The exercise: Gather every line in the records below that contains the word "blue", and copy each one unchanged.

>> BEGIN

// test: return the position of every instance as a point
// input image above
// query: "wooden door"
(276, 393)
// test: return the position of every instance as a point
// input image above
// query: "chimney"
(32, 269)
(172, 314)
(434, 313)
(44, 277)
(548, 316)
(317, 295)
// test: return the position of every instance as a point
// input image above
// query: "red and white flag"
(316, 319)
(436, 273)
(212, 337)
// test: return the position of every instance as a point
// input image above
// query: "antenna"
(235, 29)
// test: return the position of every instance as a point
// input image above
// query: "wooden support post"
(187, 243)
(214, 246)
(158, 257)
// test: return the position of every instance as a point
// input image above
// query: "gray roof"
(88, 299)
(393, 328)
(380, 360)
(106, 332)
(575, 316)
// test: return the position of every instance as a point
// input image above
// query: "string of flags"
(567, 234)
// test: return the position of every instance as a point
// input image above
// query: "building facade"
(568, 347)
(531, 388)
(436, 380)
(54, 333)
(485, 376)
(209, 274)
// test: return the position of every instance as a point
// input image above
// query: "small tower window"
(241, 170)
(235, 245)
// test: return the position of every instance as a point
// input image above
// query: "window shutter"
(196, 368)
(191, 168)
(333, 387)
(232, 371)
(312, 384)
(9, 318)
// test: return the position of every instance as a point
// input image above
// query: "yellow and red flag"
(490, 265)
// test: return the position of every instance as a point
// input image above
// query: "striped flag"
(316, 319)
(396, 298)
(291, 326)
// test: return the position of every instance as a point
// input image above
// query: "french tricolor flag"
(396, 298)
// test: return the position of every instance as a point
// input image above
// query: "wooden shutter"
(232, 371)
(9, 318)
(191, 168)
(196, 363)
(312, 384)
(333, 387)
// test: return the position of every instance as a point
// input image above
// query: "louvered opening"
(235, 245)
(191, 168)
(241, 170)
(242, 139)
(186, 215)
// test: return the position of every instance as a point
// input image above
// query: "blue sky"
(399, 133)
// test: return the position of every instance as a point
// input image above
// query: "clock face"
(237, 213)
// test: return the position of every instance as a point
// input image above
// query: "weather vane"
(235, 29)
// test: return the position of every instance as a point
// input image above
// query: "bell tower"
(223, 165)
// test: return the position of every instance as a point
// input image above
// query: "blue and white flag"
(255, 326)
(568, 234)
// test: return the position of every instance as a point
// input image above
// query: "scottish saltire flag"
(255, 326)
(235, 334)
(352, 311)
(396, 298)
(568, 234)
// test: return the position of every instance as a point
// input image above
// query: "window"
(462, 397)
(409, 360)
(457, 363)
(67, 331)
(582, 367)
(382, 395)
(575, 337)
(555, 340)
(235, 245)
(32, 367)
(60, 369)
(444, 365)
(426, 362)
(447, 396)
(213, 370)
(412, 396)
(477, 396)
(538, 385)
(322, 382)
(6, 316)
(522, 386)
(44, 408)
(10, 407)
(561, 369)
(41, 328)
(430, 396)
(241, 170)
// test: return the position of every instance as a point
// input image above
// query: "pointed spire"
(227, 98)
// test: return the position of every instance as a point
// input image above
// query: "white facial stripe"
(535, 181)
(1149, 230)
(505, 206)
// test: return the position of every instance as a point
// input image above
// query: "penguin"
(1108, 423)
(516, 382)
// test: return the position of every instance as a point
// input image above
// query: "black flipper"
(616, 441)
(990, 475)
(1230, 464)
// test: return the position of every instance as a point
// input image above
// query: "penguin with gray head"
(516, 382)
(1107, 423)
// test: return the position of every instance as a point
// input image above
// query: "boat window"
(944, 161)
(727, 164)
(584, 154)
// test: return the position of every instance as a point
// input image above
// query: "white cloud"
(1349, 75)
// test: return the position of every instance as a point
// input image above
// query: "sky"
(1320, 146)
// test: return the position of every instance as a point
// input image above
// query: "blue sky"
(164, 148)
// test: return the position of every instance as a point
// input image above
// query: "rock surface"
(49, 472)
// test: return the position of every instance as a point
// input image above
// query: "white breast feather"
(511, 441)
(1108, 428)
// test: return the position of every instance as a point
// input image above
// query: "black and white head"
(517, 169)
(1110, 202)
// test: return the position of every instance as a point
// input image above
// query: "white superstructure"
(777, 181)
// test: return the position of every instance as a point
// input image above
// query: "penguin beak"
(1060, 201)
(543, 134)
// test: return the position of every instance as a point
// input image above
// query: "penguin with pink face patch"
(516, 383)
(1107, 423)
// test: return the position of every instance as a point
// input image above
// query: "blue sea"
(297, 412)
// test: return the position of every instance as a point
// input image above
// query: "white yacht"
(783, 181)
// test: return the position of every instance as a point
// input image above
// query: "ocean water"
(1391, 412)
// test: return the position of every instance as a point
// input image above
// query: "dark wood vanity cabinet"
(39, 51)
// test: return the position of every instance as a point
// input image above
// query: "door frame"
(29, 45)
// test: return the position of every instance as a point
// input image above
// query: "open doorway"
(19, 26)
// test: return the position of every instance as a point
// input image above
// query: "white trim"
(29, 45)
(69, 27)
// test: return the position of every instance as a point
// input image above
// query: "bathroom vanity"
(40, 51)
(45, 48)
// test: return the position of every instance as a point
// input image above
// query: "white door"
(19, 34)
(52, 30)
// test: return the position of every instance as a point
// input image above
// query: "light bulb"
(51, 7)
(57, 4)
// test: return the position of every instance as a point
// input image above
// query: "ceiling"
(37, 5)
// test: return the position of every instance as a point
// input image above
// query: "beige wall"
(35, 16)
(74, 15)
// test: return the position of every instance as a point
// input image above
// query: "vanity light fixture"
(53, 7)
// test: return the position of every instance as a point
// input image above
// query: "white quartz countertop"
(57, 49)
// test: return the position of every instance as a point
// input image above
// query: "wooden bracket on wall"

>> END

Reply:
// query: "blue sky"
// query: "blue and white flag"
// query: "blue sky"
// query: "blue sea"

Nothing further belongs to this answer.